### Written request
Count the lines in the listing below that contain the string "plank", and reply with only the number.

### Dataset records
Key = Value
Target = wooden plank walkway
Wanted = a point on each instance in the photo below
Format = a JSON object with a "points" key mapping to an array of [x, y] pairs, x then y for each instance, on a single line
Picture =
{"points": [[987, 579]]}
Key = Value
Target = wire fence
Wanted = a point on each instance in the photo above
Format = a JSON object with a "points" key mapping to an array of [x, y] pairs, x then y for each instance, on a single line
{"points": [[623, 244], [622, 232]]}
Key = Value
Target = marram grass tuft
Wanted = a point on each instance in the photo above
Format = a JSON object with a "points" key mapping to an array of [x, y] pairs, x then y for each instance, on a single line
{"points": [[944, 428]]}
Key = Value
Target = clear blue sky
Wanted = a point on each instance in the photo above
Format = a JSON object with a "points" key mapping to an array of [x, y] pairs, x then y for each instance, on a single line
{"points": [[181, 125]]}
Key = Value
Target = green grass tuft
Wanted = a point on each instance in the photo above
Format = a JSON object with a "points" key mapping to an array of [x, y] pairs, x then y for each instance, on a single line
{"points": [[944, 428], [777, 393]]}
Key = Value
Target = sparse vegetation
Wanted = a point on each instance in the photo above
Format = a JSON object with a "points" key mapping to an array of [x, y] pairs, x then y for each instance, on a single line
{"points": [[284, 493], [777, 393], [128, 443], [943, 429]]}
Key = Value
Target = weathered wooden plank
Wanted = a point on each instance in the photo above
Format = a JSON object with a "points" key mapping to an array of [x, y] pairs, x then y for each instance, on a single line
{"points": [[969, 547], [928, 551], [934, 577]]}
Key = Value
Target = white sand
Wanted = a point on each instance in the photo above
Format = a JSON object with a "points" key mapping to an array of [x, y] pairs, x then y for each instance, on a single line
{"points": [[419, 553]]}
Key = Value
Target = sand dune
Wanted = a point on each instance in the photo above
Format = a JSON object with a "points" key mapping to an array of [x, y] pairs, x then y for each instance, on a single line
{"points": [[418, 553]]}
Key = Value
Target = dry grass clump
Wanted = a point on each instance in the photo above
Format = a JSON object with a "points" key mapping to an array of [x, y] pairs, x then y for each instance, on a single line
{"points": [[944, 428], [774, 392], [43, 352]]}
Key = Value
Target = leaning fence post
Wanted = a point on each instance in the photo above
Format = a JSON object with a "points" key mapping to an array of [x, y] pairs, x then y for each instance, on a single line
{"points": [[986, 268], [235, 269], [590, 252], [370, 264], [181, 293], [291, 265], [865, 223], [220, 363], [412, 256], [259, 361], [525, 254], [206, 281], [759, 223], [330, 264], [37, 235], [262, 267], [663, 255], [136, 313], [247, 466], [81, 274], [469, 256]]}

### Reply to the task
2